Exercises:
a. Name every part of the electric guitar that the text on instrument sound mentions.
b. Retype everything in the text on instrument sound from "Inside a grand" down to "pickups, and bridge.", with no changes.

Provided text:
•••••
Inside a grand piano

If an electric guitar and a piano both play a C major chord at the same volume, can you tell the difference between them? Would you be able to discern a difference between the guitar and the piano’s version of the same note?

Digital audio programmers hope you can’t.

If a violin and a plastic keyboard both hit a D and hold it out, can you hear a difference between them? What are the differences between the violin and the electronic keyboard when the result is the same note?

Digital audio programmers hope you don’t know or care.

An electric guitar’s strings, pickups, and bridge.

If you recorded the two tests above and played them back, would you still be able to hear a difference between them?

Of course you would, but the more you degrade the digital audio by compressing in a ‘lossy’ format, the differences between the two would diminish. Somewhere around 128k lossy you’d have trouble hearing any difference between the instruments, even if in different families all together.

So how exactly do you tell the differences between the instruments, and how well they are played? We don’t even have words to describe all of what is happening there.

Inside an analog synthesizer

But you can hear the difference even if the computer just sees the frequency and the volume. Most of this familiarity as to “what is making that sound” is put under the term timbre, and then most of it is thrown out in the digital realm.
•••••
Listed records:

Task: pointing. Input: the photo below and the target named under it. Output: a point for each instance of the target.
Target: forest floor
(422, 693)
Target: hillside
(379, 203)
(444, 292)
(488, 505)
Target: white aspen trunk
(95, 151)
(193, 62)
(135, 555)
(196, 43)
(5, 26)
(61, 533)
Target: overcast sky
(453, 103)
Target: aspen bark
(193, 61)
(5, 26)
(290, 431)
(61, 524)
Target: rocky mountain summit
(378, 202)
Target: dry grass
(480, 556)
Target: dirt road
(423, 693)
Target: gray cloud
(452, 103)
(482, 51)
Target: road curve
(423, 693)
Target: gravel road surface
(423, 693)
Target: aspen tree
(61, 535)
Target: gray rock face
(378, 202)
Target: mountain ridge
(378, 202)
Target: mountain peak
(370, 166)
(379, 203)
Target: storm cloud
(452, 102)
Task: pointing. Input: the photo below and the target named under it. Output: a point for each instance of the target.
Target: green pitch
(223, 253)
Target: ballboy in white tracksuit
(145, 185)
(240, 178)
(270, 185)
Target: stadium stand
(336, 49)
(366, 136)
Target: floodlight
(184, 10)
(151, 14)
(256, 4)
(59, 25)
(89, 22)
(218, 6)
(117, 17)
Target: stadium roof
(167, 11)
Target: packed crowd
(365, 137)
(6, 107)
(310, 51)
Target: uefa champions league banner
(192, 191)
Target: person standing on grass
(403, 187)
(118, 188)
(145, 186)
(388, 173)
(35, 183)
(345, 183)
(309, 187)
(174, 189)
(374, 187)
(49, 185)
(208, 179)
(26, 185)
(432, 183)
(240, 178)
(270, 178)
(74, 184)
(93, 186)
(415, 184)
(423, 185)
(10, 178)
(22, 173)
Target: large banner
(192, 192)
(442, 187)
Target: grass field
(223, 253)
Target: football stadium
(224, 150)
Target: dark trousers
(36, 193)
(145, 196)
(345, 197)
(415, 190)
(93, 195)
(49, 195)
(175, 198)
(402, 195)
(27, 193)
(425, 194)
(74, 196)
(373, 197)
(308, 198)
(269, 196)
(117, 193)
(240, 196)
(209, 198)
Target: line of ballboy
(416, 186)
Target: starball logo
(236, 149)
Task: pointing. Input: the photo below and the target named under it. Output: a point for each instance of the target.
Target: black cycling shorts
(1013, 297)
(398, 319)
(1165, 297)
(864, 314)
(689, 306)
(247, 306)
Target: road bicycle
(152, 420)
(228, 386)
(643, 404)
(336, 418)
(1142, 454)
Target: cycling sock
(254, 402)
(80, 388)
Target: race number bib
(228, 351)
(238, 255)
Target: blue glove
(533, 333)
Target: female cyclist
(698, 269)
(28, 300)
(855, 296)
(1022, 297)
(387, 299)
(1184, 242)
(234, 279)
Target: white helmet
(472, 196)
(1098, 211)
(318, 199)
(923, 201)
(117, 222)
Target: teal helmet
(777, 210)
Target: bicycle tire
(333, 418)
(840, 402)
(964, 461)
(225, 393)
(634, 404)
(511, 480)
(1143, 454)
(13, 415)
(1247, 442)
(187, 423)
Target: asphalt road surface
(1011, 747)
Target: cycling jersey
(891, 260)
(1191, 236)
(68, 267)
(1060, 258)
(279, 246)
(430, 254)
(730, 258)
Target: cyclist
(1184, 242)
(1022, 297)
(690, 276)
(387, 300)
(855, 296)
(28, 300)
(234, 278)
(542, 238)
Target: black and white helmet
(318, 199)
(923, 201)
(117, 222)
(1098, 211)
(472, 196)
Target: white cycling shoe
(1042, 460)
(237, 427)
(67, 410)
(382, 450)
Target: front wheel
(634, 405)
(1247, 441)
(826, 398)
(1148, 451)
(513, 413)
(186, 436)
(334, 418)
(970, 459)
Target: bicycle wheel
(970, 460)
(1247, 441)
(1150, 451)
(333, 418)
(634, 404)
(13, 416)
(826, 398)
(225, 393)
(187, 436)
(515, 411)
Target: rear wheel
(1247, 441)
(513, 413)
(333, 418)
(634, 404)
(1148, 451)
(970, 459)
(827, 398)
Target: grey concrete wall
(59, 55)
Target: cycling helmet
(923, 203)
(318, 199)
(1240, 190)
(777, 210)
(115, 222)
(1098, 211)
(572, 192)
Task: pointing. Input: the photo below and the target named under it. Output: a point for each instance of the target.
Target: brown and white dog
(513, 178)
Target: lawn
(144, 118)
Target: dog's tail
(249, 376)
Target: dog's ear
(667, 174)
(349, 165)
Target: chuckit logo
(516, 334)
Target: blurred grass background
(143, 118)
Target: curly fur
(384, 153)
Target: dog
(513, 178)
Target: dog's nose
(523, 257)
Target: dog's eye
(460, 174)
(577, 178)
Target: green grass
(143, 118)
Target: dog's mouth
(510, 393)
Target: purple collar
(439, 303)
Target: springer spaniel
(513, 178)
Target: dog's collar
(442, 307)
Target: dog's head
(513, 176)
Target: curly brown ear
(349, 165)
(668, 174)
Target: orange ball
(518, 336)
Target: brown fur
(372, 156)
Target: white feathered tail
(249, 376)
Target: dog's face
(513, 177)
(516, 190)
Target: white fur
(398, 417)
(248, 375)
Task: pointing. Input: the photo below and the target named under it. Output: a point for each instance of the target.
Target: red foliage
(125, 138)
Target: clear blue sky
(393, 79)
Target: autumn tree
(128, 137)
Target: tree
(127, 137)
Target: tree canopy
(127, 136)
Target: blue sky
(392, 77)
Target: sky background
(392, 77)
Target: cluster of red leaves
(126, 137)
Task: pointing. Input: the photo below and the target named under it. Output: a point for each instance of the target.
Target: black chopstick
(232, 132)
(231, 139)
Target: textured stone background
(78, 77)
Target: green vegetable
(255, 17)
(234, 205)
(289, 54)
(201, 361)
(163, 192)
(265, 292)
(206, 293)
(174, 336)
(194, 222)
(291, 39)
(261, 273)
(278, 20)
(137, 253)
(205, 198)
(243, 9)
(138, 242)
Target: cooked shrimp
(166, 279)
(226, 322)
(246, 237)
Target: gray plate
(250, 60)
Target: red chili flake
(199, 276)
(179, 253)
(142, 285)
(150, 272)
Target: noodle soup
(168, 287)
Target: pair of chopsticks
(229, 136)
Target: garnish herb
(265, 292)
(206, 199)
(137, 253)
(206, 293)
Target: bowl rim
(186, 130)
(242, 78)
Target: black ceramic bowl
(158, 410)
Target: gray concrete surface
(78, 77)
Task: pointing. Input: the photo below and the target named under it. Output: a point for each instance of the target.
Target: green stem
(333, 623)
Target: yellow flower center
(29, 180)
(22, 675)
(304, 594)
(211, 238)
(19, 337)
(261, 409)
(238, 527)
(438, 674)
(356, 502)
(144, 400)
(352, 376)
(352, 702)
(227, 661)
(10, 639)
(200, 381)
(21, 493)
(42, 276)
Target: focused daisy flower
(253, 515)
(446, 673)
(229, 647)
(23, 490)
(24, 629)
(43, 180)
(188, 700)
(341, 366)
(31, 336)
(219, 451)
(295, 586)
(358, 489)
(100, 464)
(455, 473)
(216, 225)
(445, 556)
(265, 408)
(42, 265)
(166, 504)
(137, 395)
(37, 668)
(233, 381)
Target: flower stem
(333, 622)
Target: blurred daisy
•••••
Answers to the exercises:
a. Strings, pickups, bridge

b.
Inside a grand piano

If an electric guitar and a piano both play a C major chord at the same volume, can you tell the difference between them? Would you be able to discern a difference between the guitar and the piano’s version of the same note?

Digital audio programmers hope you can’t.

If a violin and a plastic keyboard both hit a D and hold it out, can you hear a difference between them? What are the differences between the violin and the electronic keyboard when the result is the same note?

Digital audio programmers hope you don’t know or care.

An electric guitar’s strings, pickups, and bridge.